Mouser e Russell disseram que
foram pressionados a assinar vários documentos, sempre sob
ameaça de serem eliminados do
concurso. Os advogados da CBS e
do laboratório Rocket Science,
que produz ""Culture Shock", não
quiseram comentar.
Humilhados
James e Laurie Ann Ryan, que
tiveram suas férias em Las Vegas
estragadas, abriram ação contra o
Hard Rock Hotel e a MTV, que
produz o programa ""Harassment" (assédio), responsável pela
pegadinha. O apresentador de
""Harassment", Ashton Kutcher,
descreve o programa como ""um
"Candid Camera" guerrilheiro".
O advogado Jonathan Anschell,
que representa os réus no processo -a MTV, o Hard Rock Hotel e
o próprio Kutcher- não quis comentar o assunto. O advogado do
casal Ryan afirmou que apenas
processos na Justiça são capazes
de moderar a conduta dos produtores de "reality shows".
""Uma coisa como essa é feita
com o objetivo único de constranger, humilhar ou assustar pessoas", disse o advogado. ""Os produtores não se importam com
sentimentos humanos. Não estão
preocupados em agir com ética.
Estão preocupados unicamente
com dinheiro."

_ _ _ _

**Instrução 1**
Reescreva todas as linhas dos registros, inclusive as instruções de rotulagem, aumentando em 90 cada coordenada das caixas delimitadoras nas respostas. Não inclua as imagens.
O texto e os registros não têm nenhuma relação entre si.

_ _ _ _

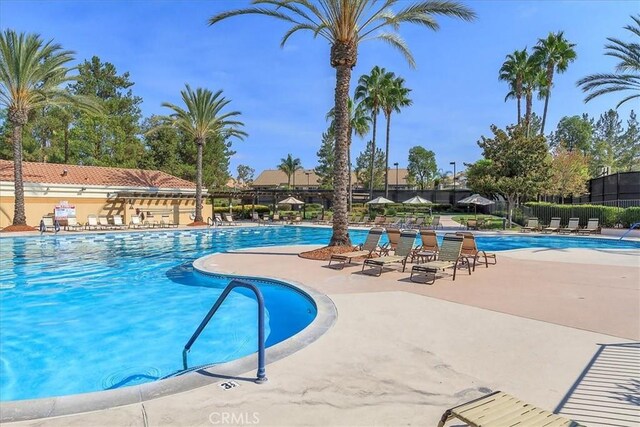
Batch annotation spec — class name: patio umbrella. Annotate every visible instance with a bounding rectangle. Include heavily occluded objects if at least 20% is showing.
[402,196,433,205]
[458,194,495,217]
[365,196,393,205]
[278,197,304,205]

_ _ _ _

**Instrução 2**
Escreva a continuação do texto sobre os processos contra produtores de reality shows, a partir da última frase apresentada.

**Resposta 1**
Batch annotation spec — class name: patio umbrella. Annotate every visible instance with a bounding rectangle. Include heavily occluded objects if at least 20% is showing.
[492,286,523,295]
[548,284,585,307]
[455,286,483,295]
[368,287,394,295]

**Resposta 2**
Os executivos da televisão adoram os "reality shows" porque
custam pouco. Mas a onda recente de ações na Justiça pode sair caro, e as seguradoras já elevaram
significativamente as apólices
desse tipo de programa.
O advogado de Jill Mouser e
Marcus Russell disse que os produtores dos programas se enganam se pensam que os processos
são apenas um custo implícito em
seu trabalho. ""Foi para isso que
Deus criou a cobrança de danos
punitivos", afirmou.
Para Clay Calvert, professor de
comunicação e direito na Universidade Estadual da Pensilvânia e
autor de ""Voyeur Nation" (nação
de voyeurs), é preciso levar em
conta outras pressões econômicas
também. ""O "reality show" é uma
programação de baixo custo",
disse ele. ""Agora a questão é se os
custos impostos pelos processos
litigiosos vão torná-lo menos
atraente, em termos financeiros.
Mas, ainda assim, custará menos
do que o elenco de "Friends"."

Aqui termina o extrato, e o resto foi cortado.